======== GIVEN ENTRIES ========

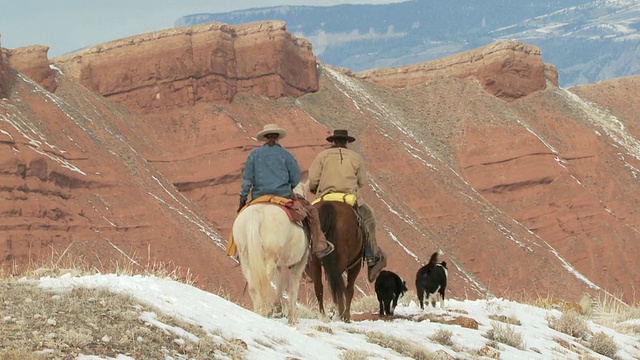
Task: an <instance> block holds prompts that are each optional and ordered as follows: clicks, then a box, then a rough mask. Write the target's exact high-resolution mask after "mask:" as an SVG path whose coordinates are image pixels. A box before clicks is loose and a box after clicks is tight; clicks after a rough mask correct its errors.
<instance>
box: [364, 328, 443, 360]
mask: <svg viewBox="0 0 640 360" xmlns="http://www.w3.org/2000/svg"><path fill="white" fill-rule="evenodd" d="M366 335H367V339H368V341H369V342H370V343H372V344H376V345H378V346H381V347H384V348H388V349H392V350H394V351H395V352H397V353H398V354H400V355H403V356H408V357H410V358H412V359H416V360H430V359H433V358H434V356H435V355H434V354H433V353H432V352H430V351H428V350H427V349H425V348H423V347H420V346H418V345H416V344H415V343H412V342H409V341H406V340H404V339H400V338H397V337H393V336H389V335H386V334H382V333H379V332H376V331H371V332H368V333H367V334H366Z"/></svg>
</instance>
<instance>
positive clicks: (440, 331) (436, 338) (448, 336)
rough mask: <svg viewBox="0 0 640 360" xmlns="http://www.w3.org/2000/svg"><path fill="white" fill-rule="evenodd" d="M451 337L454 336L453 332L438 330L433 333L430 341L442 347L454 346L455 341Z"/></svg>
mask: <svg viewBox="0 0 640 360" xmlns="http://www.w3.org/2000/svg"><path fill="white" fill-rule="evenodd" d="M451 336H453V332H451V331H449V330H445V329H438V330H436V332H435V333H433V335H431V336H429V340H431V341H433V342H435V343H438V344H440V345H444V346H452V345H453V341H452V340H451Z"/></svg>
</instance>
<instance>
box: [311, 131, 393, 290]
mask: <svg viewBox="0 0 640 360" xmlns="http://www.w3.org/2000/svg"><path fill="white" fill-rule="evenodd" d="M355 140H356V139H355V138H354V137H353V136H350V135H349V133H348V131H347V130H335V131H334V132H333V135H331V136H329V137H327V141H329V142H331V143H333V146H332V147H331V148H329V149H327V150H324V151H322V152H321V153H319V154H318V155H317V156H316V158H315V159H314V160H313V162H312V163H311V167H310V168H309V190H310V191H311V192H312V193H314V194H315V195H316V197H322V196H323V195H326V194H329V193H334V192H340V193H346V194H353V195H355V196H356V199H357V200H356V203H357V210H358V214H359V215H360V217H361V218H362V222H363V227H364V232H365V236H366V242H365V251H364V252H365V258H366V260H367V265H368V278H369V282H373V281H375V279H376V277H378V274H379V273H380V271H382V269H384V267H385V266H386V265H387V261H386V255H385V253H384V252H383V251H382V249H380V248H379V247H378V245H377V241H376V224H375V215H374V213H373V210H372V209H371V207H370V206H369V205H367V204H366V203H365V202H364V199H362V196H361V195H360V191H359V190H360V188H361V187H363V186H364V185H366V184H367V173H366V170H365V166H364V159H363V158H362V156H361V155H360V154H358V153H357V152H355V151H353V150H350V149H347V143H351V142H354V141H355Z"/></svg>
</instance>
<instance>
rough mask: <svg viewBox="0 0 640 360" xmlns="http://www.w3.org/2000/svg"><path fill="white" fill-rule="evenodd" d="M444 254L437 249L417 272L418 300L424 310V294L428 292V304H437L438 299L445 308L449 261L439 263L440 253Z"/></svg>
mask: <svg viewBox="0 0 640 360" xmlns="http://www.w3.org/2000/svg"><path fill="white" fill-rule="evenodd" d="M440 254H442V253H441V252H440V251H436V252H434V253H433V255H431V259H429V263H428V264H427V265H425V266H423V267H421V268H420V269H419V270H418V272H417V273H416V291H417V292H418V300H419V301H420V308H421V309H423V310H424V303H423V300H424V296H425V293H426V297H427V299H426V300H427V304H429V303H431V306H433V307H435V306H436V301H438V300H440V308H441V309H442V310H444V291H445V290H446V288H447V263H446V262H444V261H443V262H441V263H438V255H440Z"/></svg>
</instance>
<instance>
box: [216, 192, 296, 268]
mask: <svg viewBox="0 0 640 360" xmlns="http://www.w3.org/2000/svg"><path fill="white" fill-rule="evenodd" d="M266 202H268V203H271V204H274V205H278V206H280V207H281V208H282V209H283V210H284V211H285V212H286V213H287V216H289V220H291V221H294V222H297V221H301V220H302V219H304V218H305V217H306V216H307V214H306V211H305V210H304V208H301V207H300V206H299V204H298V203H297V202H295V201H294V200H291V199H287V198H284V197H281V196H277V195H262V196H260V197H257V198H255V199H253V200H251V202H250V203H249V204H247V205H245V207H243V208H242V209H241V210H240V211H239V212H238V214H240V213H241V212H242V211H244V209H246V208H247V206H250V205H253V204H260V203H266ZM237 253H238V249H237V248H236V244H235V242H234V241H233V232H231V233H230V234H229V240H228V241H227V256H235V255H236V254H237Z"/></svg>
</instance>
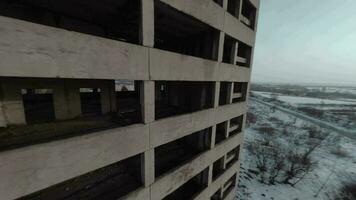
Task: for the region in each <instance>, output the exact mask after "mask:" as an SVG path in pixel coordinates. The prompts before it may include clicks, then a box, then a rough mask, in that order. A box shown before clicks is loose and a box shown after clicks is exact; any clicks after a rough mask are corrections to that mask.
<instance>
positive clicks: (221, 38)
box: [218, 31, 225, 62]
mask: <svg viewBox="0 0 356 200" xmlns="http://www.w3.org/2000/svg"><path fill="white" fill-rule="evenodd" d="M224 43H225V33H224V32H222V31H220V33H219V48H218V62H222V60H223V56H224Z"/></svg>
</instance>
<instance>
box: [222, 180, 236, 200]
mask: <svg viewBox="0 0 356 200" xmlns="http://www.w3.org/2000/svg"><path fill="white" fill-rule="evenodd" d="M235 186H236V174H235V175H234V176H232V177H231V178H230V179H229V180H228V181H227V182H226V183H225V184H224V188H226V189H225V191H224V193H223V199H224V198H225V197H226V196H227V195H229V194H230V192H232V190H233V189H234V188H235Z"/></svg>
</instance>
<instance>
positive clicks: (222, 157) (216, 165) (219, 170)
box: [213, 157, 224, 180]
mask: <svg viewBox="0 0 356 200" xmlns="http://www.w3.org/2000/svg"><path fill="white" fill-rule="evenodd" d="M222 173H224V157H221V158H220V159H219V160H217V161H215V162H214V164H213V180H216V179H217V178H218V177H219V176H220V175H221V174H222Z"/></svg>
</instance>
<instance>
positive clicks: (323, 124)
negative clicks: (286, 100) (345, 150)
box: [250, 97, 356, 140]
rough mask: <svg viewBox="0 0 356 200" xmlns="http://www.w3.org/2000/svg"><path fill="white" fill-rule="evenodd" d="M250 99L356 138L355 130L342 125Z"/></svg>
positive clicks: (267, 105)
mask: <svg viewBox="0 0 356 200" xmlns="http://www.w3.org/2000/svg"><path fill="white" fill-rule="evenodd" d="M250 100H252V101H255V102H257V103H261V104H263V105H266V106H274V107H275V108H276V109H277V110H279V111H282V112H285V113H288V114H290V115H293V116H295V117H298V118H300V119H303V120H306V121H309V122H312V123H314V124H316V125H318V126H320V127H322V128H326V129H329V130H332V131H334V132H336V133H338V134H340V135H342V136H345V137H348V138H350V139H353V140H356V131H350V130H347V129H345V128H343V127H340V126H336V125H334V124H331V123H329V122H325V121H322V120H319V119H316V118H314V117H310V116H308V115H305V114H302V113H299V112H296V111H294V110H289V109H287V108H284V107H281V106H278V105H275V104H273V103H268V102H265V101H262V100H260V99H257V98H254V97H250Z"/></svg>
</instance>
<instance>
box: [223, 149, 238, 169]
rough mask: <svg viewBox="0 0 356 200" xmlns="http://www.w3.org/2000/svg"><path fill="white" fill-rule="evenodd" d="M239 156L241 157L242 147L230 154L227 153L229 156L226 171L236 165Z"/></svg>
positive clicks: (232, 150) (227, 154)
mask: <svg viewBox="0 0 356 200" xmlns="http://www.w3.org/2000/svg"><path fill="white" fill-rule="evenodd" d="M239 156H240V146H238V147H236V148H235V149H233V150H231V151H230V152H229V153H227V155H226V169H228V168H230V167H231V166H232V165H234V164H235V163H236V162H237V161H238V160H239Z"/></svg>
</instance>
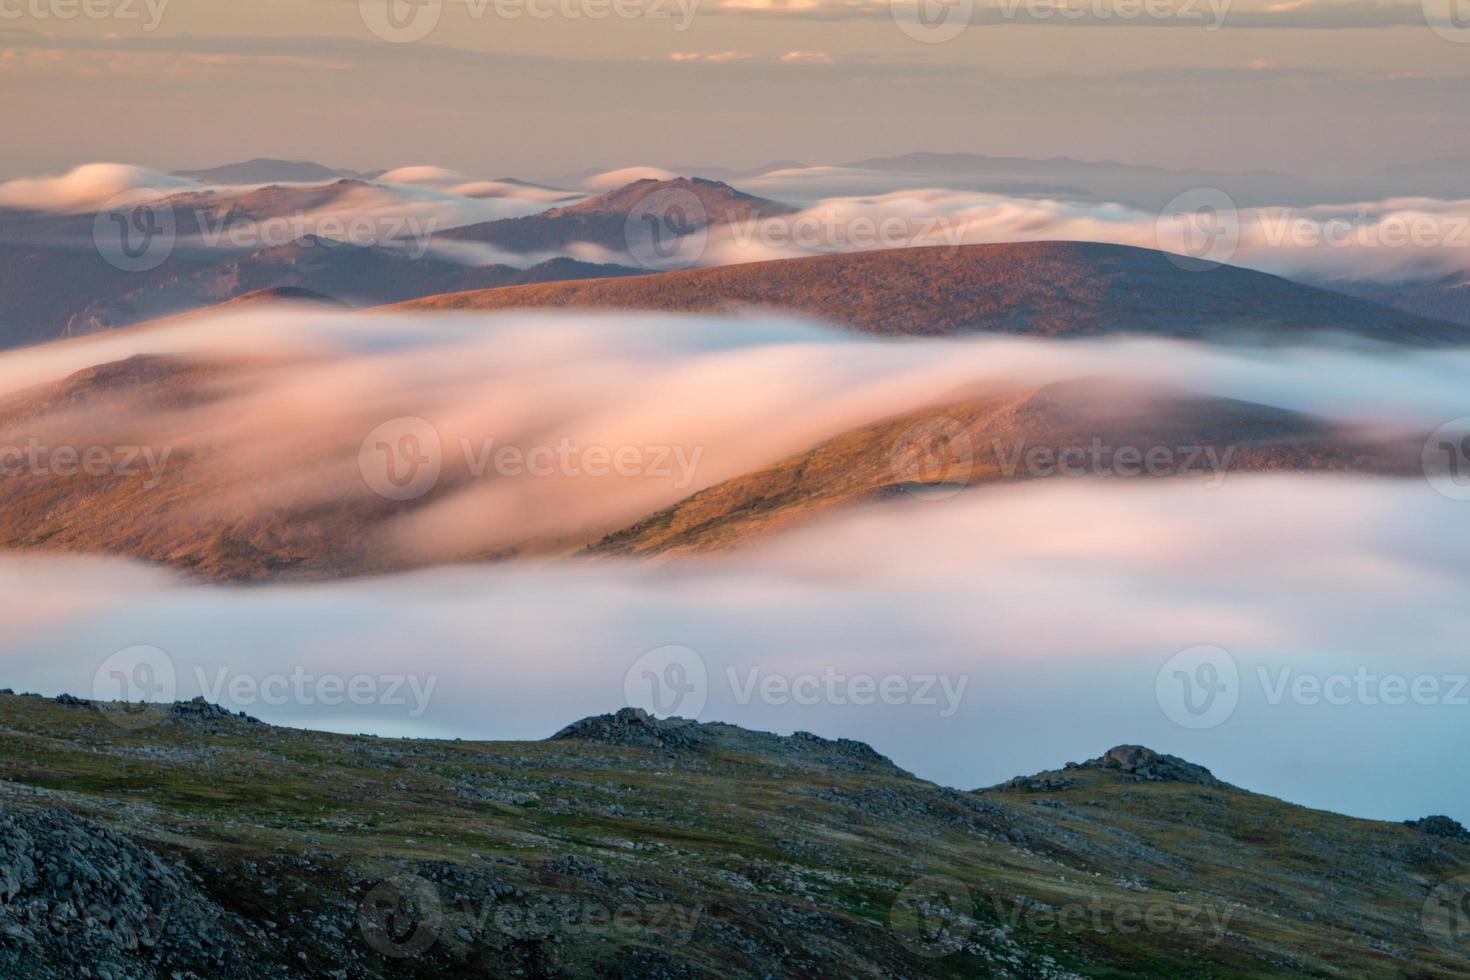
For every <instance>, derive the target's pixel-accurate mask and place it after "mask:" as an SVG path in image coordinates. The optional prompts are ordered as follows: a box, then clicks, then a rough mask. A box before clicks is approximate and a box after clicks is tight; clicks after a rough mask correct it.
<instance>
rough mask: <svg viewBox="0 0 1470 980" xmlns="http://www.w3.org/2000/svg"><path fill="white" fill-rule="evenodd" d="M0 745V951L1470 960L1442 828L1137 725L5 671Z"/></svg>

========

WHAT THE TASK ASKS: Using the records above, copy word for word the line with "box: [250, 97, 356, 140]", the line with "99L356 138L355 130L342", and every line between them.

RESPONSE AREA:
box: [250, 97, 356, 140]
rough mask: <svg viewBox="0 0 356 200" xmlns="http://www.w3.org/2000/svg"><path fill="white" fill-rule="evenodd" d="M250 99L356 138L355 130L342 125Z"/></svg>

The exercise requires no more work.